▶ **EXTRACTED MATERIAL**:
>>>
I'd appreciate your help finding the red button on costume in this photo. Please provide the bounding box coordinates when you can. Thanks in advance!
<<<
>>>
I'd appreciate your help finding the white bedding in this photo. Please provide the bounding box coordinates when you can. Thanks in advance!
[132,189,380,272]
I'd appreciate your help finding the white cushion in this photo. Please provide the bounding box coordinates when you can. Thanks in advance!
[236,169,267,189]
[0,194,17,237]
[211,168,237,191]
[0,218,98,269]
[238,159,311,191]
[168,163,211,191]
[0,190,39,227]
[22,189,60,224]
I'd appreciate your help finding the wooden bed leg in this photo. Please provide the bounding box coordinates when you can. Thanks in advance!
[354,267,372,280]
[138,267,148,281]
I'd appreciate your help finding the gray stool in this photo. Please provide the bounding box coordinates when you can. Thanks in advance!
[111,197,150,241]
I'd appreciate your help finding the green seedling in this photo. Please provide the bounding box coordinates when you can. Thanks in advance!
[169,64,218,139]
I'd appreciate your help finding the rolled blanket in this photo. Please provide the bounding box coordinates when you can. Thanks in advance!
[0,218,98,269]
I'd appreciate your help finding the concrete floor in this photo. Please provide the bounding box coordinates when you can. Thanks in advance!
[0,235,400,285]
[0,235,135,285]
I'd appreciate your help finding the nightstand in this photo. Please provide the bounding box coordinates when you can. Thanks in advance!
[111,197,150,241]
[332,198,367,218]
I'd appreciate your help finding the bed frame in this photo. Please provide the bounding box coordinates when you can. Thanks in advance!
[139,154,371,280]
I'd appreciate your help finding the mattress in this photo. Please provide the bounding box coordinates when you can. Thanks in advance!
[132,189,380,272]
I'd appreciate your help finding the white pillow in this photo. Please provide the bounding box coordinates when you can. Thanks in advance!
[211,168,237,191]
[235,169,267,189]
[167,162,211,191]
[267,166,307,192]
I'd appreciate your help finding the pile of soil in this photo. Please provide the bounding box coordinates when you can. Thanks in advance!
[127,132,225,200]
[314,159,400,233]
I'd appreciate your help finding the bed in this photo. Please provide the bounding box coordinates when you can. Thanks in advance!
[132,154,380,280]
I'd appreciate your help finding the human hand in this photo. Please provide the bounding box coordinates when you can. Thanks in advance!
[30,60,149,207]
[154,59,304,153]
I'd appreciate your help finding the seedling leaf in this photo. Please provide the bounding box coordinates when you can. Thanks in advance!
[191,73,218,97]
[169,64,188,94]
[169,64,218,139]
<<<
▶ **EXERCISE DETAILS**: Turn everything from the line containing "I'd appreciate your help finding the white pillow" down to the line containing "[267,166,307,192]", both included, into a two-column CSV with the headers record and answer. Give one row per record, with its text and its answer each in a single quoted field and line breaks replaced by spaces.

▶ **SOLUTION FOR THIS EXERCISE**:
record,answer
"I'd appreciate your help finding the white pillow in this photo. Please provide the bounding box coordinates when you can. Thanks in advance!","[211,168,237,191] [235,169,267,189] [167,162,211,191] [267,166,307,192]"